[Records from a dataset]
☆ ☆ ☆
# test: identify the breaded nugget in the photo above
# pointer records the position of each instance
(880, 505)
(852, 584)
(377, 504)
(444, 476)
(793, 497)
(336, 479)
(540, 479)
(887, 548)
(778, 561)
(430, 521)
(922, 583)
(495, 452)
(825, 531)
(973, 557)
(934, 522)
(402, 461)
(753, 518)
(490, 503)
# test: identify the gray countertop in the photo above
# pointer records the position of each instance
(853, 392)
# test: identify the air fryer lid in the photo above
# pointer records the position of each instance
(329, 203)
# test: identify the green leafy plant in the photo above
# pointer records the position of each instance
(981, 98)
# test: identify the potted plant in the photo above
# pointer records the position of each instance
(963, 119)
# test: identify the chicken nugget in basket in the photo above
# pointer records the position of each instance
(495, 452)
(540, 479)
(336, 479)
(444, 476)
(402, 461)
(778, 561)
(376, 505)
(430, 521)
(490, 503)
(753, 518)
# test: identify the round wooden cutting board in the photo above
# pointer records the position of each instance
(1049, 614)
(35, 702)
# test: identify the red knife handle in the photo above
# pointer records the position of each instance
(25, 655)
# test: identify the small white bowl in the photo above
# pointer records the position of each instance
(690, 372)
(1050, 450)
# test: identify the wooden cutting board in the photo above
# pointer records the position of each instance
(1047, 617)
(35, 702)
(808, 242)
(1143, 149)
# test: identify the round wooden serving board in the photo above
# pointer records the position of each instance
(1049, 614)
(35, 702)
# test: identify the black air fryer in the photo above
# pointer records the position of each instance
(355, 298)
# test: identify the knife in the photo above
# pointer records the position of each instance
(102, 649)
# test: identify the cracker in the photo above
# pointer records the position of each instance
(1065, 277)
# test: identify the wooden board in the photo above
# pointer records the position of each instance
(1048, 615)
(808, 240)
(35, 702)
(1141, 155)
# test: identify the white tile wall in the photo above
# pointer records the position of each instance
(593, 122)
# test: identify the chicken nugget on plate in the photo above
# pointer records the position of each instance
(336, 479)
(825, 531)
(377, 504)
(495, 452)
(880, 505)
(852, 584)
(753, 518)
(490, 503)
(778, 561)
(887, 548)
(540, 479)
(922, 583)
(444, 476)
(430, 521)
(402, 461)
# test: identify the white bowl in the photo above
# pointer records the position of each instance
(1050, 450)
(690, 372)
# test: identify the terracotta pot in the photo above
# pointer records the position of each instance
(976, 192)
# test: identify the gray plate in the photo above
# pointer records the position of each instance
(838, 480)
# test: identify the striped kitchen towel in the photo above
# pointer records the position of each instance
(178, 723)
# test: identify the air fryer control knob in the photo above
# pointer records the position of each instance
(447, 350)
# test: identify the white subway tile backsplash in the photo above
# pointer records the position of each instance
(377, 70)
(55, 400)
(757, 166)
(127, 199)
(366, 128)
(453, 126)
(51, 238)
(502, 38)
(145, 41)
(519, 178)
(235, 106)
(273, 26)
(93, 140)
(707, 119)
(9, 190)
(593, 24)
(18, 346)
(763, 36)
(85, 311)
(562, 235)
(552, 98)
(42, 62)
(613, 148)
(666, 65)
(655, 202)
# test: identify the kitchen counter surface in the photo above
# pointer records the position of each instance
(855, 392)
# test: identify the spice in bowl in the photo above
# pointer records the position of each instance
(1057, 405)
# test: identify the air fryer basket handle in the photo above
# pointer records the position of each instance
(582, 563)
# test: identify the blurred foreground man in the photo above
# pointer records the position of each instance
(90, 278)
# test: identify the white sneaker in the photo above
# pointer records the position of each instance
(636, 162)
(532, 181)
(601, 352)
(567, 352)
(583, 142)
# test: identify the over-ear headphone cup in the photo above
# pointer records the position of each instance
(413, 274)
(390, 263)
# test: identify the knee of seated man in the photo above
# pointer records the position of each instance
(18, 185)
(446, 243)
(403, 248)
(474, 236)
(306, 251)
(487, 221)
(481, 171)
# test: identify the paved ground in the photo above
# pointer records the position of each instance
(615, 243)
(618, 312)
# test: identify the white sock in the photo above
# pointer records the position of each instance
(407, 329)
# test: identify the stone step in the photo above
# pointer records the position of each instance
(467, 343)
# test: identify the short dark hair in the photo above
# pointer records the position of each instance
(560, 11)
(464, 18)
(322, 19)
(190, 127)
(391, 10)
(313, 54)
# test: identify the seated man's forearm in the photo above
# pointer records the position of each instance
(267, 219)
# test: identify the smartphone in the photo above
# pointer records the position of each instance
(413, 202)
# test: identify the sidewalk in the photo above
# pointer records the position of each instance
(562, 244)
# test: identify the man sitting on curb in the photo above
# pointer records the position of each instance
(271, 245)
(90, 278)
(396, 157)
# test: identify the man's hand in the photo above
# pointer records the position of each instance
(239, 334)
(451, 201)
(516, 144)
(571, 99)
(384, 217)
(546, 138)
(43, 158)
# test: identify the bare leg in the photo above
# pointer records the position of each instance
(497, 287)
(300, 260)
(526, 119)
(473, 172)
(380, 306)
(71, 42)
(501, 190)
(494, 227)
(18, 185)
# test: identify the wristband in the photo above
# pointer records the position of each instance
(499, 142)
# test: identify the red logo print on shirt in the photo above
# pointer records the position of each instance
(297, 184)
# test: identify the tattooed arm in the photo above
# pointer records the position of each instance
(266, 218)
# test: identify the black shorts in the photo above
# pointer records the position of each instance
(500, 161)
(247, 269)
☆ ☆ ☆
WHAT IS ASKED:
Extract every line from the one containing "# test: identify the bare" to the end of the entries, including both of those lines, exactly as given and with nothing added.

WRITTEN SOLUTION:
# test: identify the bare leg in the photo above
# pointer records the position of each instance
(497, 287)
(300, 260)
(526, 119)
(473, 172)
(380, 306)
(71, 42)
(501, 190)
(494, 227)
(18, 185)
# test: identify the wristband in the photo above
# pointer records the position of each instance
(499, 142)
# test: identify the red logo print on shirt in the photo above
# pointer records the position of each instance
(297, 184)
# test: identify the tattooed arm in the photo above
# pointer records the position of each instance
(266, 218)
# test: identify the black shorts in the photo above
# pointer records the position of each instance
(500, 161)
(247, 269)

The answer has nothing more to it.